Record extracts:
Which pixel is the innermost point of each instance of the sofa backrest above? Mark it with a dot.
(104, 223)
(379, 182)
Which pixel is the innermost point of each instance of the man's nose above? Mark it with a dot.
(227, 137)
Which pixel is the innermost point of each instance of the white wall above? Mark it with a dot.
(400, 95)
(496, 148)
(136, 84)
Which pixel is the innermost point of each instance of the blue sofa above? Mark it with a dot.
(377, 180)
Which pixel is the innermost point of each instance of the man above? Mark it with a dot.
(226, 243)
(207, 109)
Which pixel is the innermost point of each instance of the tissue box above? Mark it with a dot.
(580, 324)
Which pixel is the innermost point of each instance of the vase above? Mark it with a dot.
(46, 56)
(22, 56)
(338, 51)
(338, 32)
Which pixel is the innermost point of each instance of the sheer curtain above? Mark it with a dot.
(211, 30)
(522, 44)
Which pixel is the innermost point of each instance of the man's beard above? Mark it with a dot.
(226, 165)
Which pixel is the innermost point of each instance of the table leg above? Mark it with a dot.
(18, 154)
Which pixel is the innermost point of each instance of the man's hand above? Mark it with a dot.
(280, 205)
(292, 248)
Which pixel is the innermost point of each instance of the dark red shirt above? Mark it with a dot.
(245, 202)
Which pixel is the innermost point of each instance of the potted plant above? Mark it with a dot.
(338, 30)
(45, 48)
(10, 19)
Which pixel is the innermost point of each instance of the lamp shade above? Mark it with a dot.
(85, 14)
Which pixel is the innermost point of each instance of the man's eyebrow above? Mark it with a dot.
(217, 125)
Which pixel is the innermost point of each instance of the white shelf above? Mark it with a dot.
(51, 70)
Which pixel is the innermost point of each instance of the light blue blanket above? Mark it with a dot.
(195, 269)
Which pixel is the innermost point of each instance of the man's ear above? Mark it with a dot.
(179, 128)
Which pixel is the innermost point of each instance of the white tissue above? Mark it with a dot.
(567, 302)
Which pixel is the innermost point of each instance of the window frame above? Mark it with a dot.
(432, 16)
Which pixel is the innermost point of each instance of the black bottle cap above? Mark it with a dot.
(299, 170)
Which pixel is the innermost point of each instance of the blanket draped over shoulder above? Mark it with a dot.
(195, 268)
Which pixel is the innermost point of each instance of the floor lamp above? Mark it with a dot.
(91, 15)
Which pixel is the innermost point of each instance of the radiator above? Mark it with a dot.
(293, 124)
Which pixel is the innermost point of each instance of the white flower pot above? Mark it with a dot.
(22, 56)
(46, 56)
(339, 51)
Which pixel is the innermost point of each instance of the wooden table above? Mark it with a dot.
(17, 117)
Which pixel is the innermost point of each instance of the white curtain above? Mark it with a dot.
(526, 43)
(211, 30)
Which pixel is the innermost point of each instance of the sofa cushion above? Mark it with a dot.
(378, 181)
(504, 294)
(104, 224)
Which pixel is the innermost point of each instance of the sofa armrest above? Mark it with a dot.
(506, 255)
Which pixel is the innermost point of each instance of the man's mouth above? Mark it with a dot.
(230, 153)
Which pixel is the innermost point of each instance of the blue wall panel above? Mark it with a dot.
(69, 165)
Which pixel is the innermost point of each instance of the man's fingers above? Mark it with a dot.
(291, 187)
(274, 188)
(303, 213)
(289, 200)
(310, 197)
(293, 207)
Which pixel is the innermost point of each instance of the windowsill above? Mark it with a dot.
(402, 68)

What is being asked: Rewrite the entries above, changing "dot" to "cross" wherever it appears and leaving everything else the same.

The completed task:
Which pixel is the innermost point of each instance of the sofa backrest above? Mark it with a cross.
(104, 223)
(379, 182)
Which pixel is the innermost point of each instance of the man's nose above? Mark it with a cross.
(227, 137)
Which pixel is the innermost point of each instance of the white wall above? Mark it with a cross.
(400, 95)
(496, 148)
(136, 84)
Which pixel is the innermost point of each instance of the blue sofa above? Mark it with a cross.
(377, 180)
Which pixel is the innermost point of each instance of the man above? Mark it with a cross.
(226, 243)
(207, 109)
Which pixel is the innermost point of each instance of the tissue box above? Mark it with a cross.
(580, 324)
Which pixel is the innermost point of each instance of the vase above? Mark it with a cross.
(46, 56)
(22, 56)
(338, 51)
(338, 32)
Which pixel is the innermost point of each instance of the sheer curtain above? Mark it with a cross.
(211, 30)
(522, 44)
Which pixel is the innermost point of each instance of the man's beard above? Mark it with a cross.
(226, 165)
Which pixel is the innermost point of each instance of the table leg above? Mark it with a cross.
(18, 154)
Which pixel is the innermost point of each instance of the man's hand above? Mark it with a cross.
(280, 205)
(292, 248)
Which pixel is the innermost point of each instance of the dark red shirt above? Mark it with a cross.
(245, 202)
Which pixel is the innermost point of each instance of the potted plant above? Mark it with a cross.
(338, 30)
(45, 48)
(10, 19)
Which pixel is the innermost point of each instance of the lamp shade above? Mark it with a cross.
(85, 14)
Which pixel is the innermost point of each instance of the man's eyebrow above? Mark it with a cross.
(217, 125)
Which pixel is the innermost point of each instance of the white shelf above? Mark it with a cross.
(51, 70)
Which pixel is the innermost point of each instance of the light blue blanket above? Mark it with a cross.
(195, 269)
Which pixel is the innermost point of each instance of the man's ear above? Mark it with a cross.
(179, 128)
Which pixel is the innermost point of each instance of the white tissue above? Mark it with a cross.
(567, 302)
Which pixel is the innermost point of each instance of the window frame above? Mark it with a cross.
(432, 16)
Which pixel is the innermost point of each instance of the black bottle cap above? Mark it with a cross.
(299, 170)
Which pixel is the innermost point of each instance of the blanket draped over shoulder above? Mark it with a cross.
(195, 268)
Which pixel is the innermost point of each instance of the floor lamp above? Mark it with a cross.
(91, 15)
Which pixel is the innermost point of each instance of the radiator above? Mark it with a cross.
(293, 124)
Which pixel is the innermost point of each instance of the white flower pot above? Mark it with a cross.
(22, 56)
(46, 56)
(339, 51)
Which pixel is the innermost point of each instance of the wooden table above? Mark it with a cross.
(17, 117)
Which pixel is the innermost point of each instance of the white curtain above? Mark it with a cross.
(526, 43)
(211, 30)
Which pixel is the innermost point of each instance of the sofa cushion above? Mark it with a cross.
(378, 181)
(504, 294)
(104, 224)
Which pixel is the innermost point of each instance of the sofa armrest above? Mark it with a cross.
(506, 255)
Which pixel is the innermost point of each instance of the man's mouth above? Mark it with a cross.
(230, 153)
Which pixel is the innermost point of each instance of the blue wall panel above? Mark it with a cross.
(69, 165)
Which pixel is the innermost point of each instance of the man's fingers above? Mark it with a cross.
(291, 187)
(274, 188)
(303, 213)
(289, 200)
(310, 197)
(293, 207)
Which pixel is the innermost point of each instance of the windowsill above? Mark it with a cross.
(402, 68)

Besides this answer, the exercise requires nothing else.